WORK INSTRUCTIONS: Output all records exactly.

# # # #

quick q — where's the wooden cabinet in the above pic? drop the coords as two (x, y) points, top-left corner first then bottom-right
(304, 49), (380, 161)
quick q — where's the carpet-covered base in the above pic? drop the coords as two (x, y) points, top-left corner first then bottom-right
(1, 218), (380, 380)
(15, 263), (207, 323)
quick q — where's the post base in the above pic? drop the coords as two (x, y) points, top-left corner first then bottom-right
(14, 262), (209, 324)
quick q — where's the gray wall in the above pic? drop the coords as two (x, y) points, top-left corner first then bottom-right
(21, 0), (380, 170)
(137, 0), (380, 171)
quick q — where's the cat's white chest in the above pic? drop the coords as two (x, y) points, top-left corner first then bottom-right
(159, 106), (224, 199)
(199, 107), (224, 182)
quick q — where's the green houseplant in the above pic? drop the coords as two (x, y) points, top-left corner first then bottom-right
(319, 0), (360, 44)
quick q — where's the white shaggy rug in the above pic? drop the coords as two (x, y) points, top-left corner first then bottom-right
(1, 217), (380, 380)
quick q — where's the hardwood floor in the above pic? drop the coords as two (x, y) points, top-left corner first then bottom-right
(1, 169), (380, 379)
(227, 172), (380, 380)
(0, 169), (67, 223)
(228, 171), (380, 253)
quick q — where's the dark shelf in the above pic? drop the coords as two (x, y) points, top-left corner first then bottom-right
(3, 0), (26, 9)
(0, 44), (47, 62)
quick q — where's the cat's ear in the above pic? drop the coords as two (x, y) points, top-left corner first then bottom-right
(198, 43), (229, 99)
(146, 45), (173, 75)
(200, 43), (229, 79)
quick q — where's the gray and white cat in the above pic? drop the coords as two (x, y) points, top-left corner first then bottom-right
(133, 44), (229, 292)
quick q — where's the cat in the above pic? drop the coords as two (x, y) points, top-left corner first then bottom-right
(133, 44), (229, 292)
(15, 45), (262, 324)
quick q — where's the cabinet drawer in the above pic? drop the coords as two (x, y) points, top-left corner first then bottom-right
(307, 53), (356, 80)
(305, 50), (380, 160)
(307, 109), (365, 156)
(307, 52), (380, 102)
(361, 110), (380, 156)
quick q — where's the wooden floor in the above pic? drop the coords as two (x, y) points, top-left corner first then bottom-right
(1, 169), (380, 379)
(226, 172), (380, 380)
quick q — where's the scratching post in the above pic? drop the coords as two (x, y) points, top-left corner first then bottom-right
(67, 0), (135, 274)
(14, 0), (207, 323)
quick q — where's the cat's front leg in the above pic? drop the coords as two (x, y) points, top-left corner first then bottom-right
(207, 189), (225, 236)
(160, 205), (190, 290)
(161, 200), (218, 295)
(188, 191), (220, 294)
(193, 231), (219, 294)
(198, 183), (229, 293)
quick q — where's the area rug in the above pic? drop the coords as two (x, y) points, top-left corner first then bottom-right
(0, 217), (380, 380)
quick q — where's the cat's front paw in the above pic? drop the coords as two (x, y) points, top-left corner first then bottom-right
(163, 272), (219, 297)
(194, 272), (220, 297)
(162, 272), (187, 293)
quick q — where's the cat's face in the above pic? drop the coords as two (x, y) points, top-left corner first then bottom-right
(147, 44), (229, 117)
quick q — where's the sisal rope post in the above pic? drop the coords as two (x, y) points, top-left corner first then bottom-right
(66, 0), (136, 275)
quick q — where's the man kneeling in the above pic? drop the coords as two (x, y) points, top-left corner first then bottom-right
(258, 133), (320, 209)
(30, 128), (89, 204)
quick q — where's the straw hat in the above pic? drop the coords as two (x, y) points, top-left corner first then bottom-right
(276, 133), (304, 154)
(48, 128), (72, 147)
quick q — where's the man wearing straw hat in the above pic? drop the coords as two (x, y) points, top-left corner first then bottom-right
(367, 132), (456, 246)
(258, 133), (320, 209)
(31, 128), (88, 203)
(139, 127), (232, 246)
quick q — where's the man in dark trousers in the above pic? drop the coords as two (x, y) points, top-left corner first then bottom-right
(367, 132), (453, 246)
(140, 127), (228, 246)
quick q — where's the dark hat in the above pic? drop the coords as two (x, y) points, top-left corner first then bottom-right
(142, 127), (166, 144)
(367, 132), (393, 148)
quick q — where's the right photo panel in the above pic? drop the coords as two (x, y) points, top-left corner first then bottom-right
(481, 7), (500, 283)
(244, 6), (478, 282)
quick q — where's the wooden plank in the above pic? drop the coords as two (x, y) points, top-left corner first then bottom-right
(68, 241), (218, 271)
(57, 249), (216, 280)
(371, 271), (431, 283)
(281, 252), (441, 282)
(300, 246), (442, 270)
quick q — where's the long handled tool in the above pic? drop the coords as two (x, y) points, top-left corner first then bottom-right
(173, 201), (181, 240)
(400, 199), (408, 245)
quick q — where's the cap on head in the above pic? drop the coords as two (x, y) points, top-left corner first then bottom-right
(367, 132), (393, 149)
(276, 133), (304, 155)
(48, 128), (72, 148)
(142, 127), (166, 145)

# # # #

RESPONSE TO THE TASK:
quick q — where's the wooden cabinet in the above pic? drop the coords as two (x, y) points, top-left corner first then bottom-right
(304, 49), (380, 161)
quick q — where's the carpet-covered base in the above pic? drop the coords as two (x, y) points, top-left corner first then bottom-right
(1, 218), (380, 380)
(15, 263), (207, 323)
quick q — where's the post base in the above pic? drop the coords as two (x, y) points, top-left corner first then bottom-right
(14, 262), (209, 324)
quick q — where's the gray wall in the above pic? drop the coords as two (x, y) points, top-left corner first then bottom-right
(21, 0), (380, 170)
(137, 0), (380, 171)
quick q — where's the cat's white chest in the above pic? drop the coords as two (x, y) points, top-left corner first then bottom-right
(159, 106), (224, 199)
(199, 107), (224, 182)
quick q — where's the green houseplant in the above pic? drop the coords as two (x, y) points, top-left corner first then bottom-right
(319, 0), (360, 44)
quick q — where's the white shaggy rug in the above pic? drop the coords as two (x, y) points, top-left corner first then bottom-right
(1, 217), (380, 380)
quick q — where's the hardwood floor in the above pic? drop the coords as two (x, y) points, top-left corner first then bottom-right
(1, 169), (380, 379)
(227, 172), (380, 380)
(0, 169), (67, 223)
(228, 171), (380, 253)
quick q — where's the dark shelf in the above pic? drop the coords as two (x, y) points, top-left corner first then bottom-right
(3, 0), (26, 9)
(0, 44), (47, 62)
quick q — where's the cat's ear in the above pic? drop the coords as two (x, y) points, top-left corner first then bottom-right
(198, 43), (229, 99)
(146, 45), (173, 75)
(200, 43), (229, 79)
quick q — where's the gray and white cat in the above pic? drop the coords as two (x, y) points, top-left corner first then bottom-right
(133, 44), (229, 292)
quick q — where's the cat in the above pic? drop the coords as two (x, y) points, top-left corner first then bottom-right
(133, 44), (229, 292)
(15, 45), (262, 324)
quick q — where's the cabinet drawer in the above pic? drop the coords as two (x, y) points, top-left corner first then bottom-right
(307, 53), (356, 80)
(305, 50), (380, 160)
(307, 109), (365, 156)
(307, 52), (380, 102)
(361, 110), (380, 156)
quick q — where's the wooden floor in the above pic? drop the coords as two (x, y) points, top-left corner first then bottom-right
(1, 169), (380, 379)
(226, 172), (380, 380)
quick q — where's the scratching post in the above pic? drop the coords as two (x, y) points, top-left corner first then bottom-right
(67, 0), (135, 274)
(14, 0), (207, 323)
quick q — where's the cat's front leg in the above pic? drop the coords as two (x, y) points, top-left corner first then bottom-right
(207, 189), (225, 236)
(160, 205), (190, 290)
(161, 200), (218, 295)
(188, 191), (220, 294)
(193, 231), (219, 294)
(198, 183), (229, 293)
quick q — where's the area rug in the above pic? drop the coords as two (x, y) points, top-left corner first then bottom-right
(0, 217), (380, 380)
quick q — where's the cat's front paw in the above pic? drop the coords as two (x, y) points, top-left corner first then bottom-right
(163, 272), (219, 297)
(194, 272), (220, 297)
(162, 272), (187, 293)
quick q — where's the cat's face in the above pic? drop the coords as two (x, y) points, top-left corner first then bottom-right
(147, 44), (229, 117)
quick q — where's the sisal rope post in the above pic? drop the coords as two (x, y) points, top-left corner first then bottom-right
(66, 0), (136, 275)
quick q — where's the man kneeling in the above pic? drop the coords as two (x, y) points, top-left corner first then bottom-right
(258, 133), (320, 209)
(30, 128), (89, 204)
quick q — where's the straw hat in the above pic? drop the coords as two (x, y) points, top-left corner first then bottom-right
(276, 133), (304, 154)
(48, 128), (72, 147)
quick q — where's the man wearing straw hat in the above pic? drop the coords as two (x, y) points, top-left corner first then bottom-right
(367, 132), (456, 246)
(258, 133), (320, 209)
(31, 128), (88, 203)
(139, 127), (232, 246)
quick q — where's the man in dark trousers in the above pic? drop the coords as two (x, y) points, top-left corner first then bottom-right
(367, 132), (453, 246)
(140, 127), (228, 246)
quick q — where's the dark hat in the above pic? drop the coords as two (x, y) points, top-left corner first then bottom-right
(142, 127), (166, 144)
(367, 132), (393, 148)
quick q — where's the right photo panel in the above pic? drop the coords as two (x, y) points, top-left corner first then bottom-right
(481, 7), (500, 283)
(244, 6), (478, 282)
quick q — where's the wooden plank in the above pic? drop the coords as two (x, y) points, top-left corner first then bottom-right
(68, 241), (218, 271)
(57, 249), (216, 280)
(371, 271), (431, 283)
(281, 252), (441, 282)
(300, 246), (442, 270)
quick q — where's the long handled tool in the above pic? drop the coords as two (x, y) points, top-left corner first then bottom-right
(173, 201), (181, 240)
(400, 199), (408, 245)
quick q — where's the cap on head in the above pic? drop the coords as two (x, y) points, top-left corner first then bottom-right
(367, 132), (393, 149)
(276, 133), (304, 155)
(48, 128), (72, 148)
(142, 127), (166, 145)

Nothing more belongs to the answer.